DOCUMENT SECTION Start Marker

High Cost of Running for Election
The prohibitive cost of running an election campaign in one other issue that Nigerians think could derail the current democracy. It is estimated that in the southeast for instance, governorship election campaign in 2007 cost between N1.5billion and N2billion. In the northern part of the country, the same governorship election cost between N1 and N1.1billion in 2007 while for the southwest and the south south, the figure is between N1billion and N1.5billion. The result of high cost of election campaign is that credible aspirants who cannot afford the high cost of running for office may be discouraged from politics, leaving the stage for charlatans and ‘money-bags’ to manipulate and feast on.

A politician, Ikem Ozobia, an aspirant for the Onitsha Federal Constituency in the House of Representatives in the forthcoming 2011 election, said politics is expensive in Nigeria because the people believe that if they did not getting anything from a candidate or aspirant during campaign, once the person gets into office, they won’t benefit from the office holder again. In that case, they believe that whatever they could lay their hands on during campaign, they want to collect. He said some aspirants even for the National Assembly spend between N600,000 and N1.5million monthly to maintain their structures prior to election. According to him, people will attend meetings, their transport fare will have to be refunded; they will need to be fed in addition to other sundry expenses.

Ozobia said the challenge is for a politician who is genuine to let the people know that what is important is politics of empowerment and not that of bread and butter or rice so that the aspirant will have the resources to positively affect the lives of his constituents when he gets into office.

On this, Oyetibo said because of poverty people could sell their votes for as low as N500 or for a loaf of bread. He agreed with Ozobia on the need for voters’ education so that people would be told that if they collect money from a candidate, such a candidate would have to recoup the money he spent if he won the election. The implication is that the people would be deprived of facilities and amenities they are entitled to.

Ajulo agreed that the high cost of election campaign is one of the causes of Nigerians’ apathy to politics. “It is quite unfortunate that ours is in the extreme as we lay so much emphasis on money and material politics. Our people’s mentality has been conditioned to think that something must be given if you’re seeking their ‘favour’, whereas the favour is not even a favour but an offer to serve them of which they will be the major beneficiaries of the service.

“We need to change our people’s orientation and empathy, they need to realise that once you sell

your vote the person buying it will turn around to recoup his investments and you won’t have a say on how he governs you since you have taken your own share of the loot upfront. This I call upfront payment of democratic dividend, an advance payment of democratic dividend. It’s so painful to note how our people sell their destiny and that of their generations so cheap for plate of porridge to later turn around to shout corruption. It is so sad. We need national orientation to stop this”, he lamented in an interview with BusinessDay.

DOCUMENT SECTION End Marker
DATA SECTION Start Marker

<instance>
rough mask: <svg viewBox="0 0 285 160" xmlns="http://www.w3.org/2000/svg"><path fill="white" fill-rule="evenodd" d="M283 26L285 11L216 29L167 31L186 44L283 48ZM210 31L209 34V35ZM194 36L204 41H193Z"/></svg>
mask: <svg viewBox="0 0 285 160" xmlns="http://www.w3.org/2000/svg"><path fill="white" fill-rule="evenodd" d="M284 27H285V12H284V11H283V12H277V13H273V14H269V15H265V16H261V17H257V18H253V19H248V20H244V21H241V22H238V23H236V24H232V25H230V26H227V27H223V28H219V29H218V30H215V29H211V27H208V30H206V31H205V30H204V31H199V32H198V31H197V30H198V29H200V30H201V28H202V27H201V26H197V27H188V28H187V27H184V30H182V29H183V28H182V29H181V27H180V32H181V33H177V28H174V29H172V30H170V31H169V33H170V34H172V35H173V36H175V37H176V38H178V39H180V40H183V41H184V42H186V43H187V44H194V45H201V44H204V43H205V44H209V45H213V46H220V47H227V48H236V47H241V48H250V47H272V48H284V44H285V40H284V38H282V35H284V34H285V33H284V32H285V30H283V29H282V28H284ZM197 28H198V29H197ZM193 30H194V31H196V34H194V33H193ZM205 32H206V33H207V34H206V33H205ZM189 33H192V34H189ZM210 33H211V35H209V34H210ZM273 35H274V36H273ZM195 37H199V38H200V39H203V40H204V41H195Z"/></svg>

DATA SECTION End Marker

■ JOB A ■
Answer these questions from the passage on election campaign costs, one per line:
(i) What was the estimated cost of a governorship election campaign in the southeast in 2007?
(ii) According to Ozobia, how much do some National Assembly aspirants spend each month to maintain their structures before an election?
(iii) According to Oyetibo, how little might people accept in exchange for their votes?
■ JOB B ■
Retype the passage on election campaign costs from "High Cost of Running for Election" to "and feast on.".

■ ANSWER BOX A ■
(i) Between N1.5billion and N2billion.
(ii) Between N600,000 and N1.5million.
(iii) As low as N500 or a loaf of bread.

■ ANSWER BOX B ■
High Cost of Running for Election
The prohibitive cost of running an election campaign in one other issue that Nigerians think could derail the current democracy. It is estimated that in the southeast for instance, governorship election campaign in 2007 cost between N1.5billion and N2billion. In the northern part of the country, the same governorship election cost between N1 and N1.1billion in 2007 while for the southwest and the south south, the figure is between N1billion and N1.5billion. The result of high cost of election campaign is that credible aspirants who cannot afford the high cost of running for office may be discouraged from politics, leaving the stage for charlatans and ‘money-bags’ to manipulate and feast on.